BEGIN DATA SUPPLIED
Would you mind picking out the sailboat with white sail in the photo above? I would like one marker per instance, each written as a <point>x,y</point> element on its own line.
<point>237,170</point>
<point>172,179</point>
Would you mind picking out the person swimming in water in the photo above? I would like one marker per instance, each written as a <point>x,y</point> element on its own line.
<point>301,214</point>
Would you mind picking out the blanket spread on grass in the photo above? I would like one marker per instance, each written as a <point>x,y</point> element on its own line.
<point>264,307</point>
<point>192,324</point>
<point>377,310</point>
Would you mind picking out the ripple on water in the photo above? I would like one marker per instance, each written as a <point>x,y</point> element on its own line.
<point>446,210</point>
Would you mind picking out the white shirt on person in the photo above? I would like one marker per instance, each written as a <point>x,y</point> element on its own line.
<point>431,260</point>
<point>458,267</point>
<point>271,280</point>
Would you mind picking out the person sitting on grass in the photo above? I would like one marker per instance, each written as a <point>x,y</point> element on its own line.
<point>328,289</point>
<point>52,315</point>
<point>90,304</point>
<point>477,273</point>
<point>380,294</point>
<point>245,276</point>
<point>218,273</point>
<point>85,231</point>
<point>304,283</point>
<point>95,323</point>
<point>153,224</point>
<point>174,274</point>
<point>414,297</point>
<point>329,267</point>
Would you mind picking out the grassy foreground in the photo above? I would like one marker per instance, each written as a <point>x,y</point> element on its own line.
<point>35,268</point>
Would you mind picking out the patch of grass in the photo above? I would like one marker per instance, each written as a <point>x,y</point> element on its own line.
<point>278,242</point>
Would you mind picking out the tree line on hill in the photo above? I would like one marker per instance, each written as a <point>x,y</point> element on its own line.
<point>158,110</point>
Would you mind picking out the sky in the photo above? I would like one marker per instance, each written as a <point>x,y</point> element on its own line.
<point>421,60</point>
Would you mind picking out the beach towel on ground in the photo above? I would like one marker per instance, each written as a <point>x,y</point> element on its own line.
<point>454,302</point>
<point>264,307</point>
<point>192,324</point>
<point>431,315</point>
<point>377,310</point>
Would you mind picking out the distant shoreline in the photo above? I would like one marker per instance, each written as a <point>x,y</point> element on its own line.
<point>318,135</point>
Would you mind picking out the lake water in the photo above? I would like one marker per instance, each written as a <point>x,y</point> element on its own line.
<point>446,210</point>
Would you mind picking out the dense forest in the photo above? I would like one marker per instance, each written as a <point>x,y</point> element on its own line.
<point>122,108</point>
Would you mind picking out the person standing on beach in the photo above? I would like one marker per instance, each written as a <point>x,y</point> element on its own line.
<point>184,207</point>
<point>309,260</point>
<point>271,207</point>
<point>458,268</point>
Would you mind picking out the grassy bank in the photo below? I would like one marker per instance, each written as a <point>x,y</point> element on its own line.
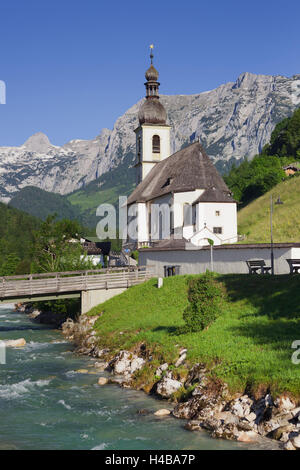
<point>248,346</point>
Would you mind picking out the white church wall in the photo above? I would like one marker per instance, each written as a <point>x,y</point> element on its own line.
<point>180,199</point>
<point>225,260</point>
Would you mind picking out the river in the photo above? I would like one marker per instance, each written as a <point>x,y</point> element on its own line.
<point>46,404</point>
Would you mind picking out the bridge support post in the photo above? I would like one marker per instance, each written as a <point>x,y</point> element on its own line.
<point>91,298</point>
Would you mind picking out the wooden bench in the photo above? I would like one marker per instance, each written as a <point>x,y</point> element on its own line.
<point>294,265</point>
<point>258,266</point>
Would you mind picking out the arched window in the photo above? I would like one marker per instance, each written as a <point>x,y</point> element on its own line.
<point>156,144</point>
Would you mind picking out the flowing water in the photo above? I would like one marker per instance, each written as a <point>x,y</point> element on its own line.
<point>46,404</point>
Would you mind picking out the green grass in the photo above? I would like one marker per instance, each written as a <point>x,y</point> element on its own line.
<point>254,219</point>
<point>248,346</point>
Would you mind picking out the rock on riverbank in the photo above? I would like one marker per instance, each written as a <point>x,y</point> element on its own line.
<point>209,405</point>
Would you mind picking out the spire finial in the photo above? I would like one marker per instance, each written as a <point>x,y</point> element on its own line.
<point>151,53</point>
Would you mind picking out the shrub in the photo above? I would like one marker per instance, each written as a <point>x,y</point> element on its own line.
<point>205,295</point>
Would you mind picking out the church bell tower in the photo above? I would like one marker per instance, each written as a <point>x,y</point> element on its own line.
<point>153,133</point>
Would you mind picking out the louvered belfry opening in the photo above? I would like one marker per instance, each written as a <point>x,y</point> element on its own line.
<point>156,144</point>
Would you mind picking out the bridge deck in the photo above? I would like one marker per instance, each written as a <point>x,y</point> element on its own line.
<point>73,281</point>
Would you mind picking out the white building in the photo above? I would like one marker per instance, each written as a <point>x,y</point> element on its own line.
<point>180,196</point>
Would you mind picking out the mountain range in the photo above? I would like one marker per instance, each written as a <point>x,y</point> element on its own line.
<point>233,121</point>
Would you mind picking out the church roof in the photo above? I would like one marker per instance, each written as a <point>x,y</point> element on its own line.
<point>186,170</point>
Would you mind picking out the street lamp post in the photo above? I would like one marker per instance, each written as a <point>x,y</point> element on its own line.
<point>278,202</point>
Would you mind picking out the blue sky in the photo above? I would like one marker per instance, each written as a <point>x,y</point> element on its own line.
<point>73,67</point>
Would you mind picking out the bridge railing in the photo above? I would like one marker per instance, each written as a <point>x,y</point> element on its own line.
<point>71,281</point>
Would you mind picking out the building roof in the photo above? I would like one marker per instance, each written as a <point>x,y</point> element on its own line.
<point>186,170</point>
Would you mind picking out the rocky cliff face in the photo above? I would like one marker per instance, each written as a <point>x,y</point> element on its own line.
<point>233,121</point>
END DATA SUPPLIED
▶ [WHAT THE EXERCISE ASKS]: Copy the data word for word, beginning with the line that contains "Would you mind picking out the white church" and ending after the line that contains "<point>225,260</point>".

▶ [TASK SOLUTION]:
Would you mind picking out the white church wall in the photo above? I would like one marker per instance, each written as a <point>x,y</point> element on its own line.
<point>180,199</point>
<point>225,260</point>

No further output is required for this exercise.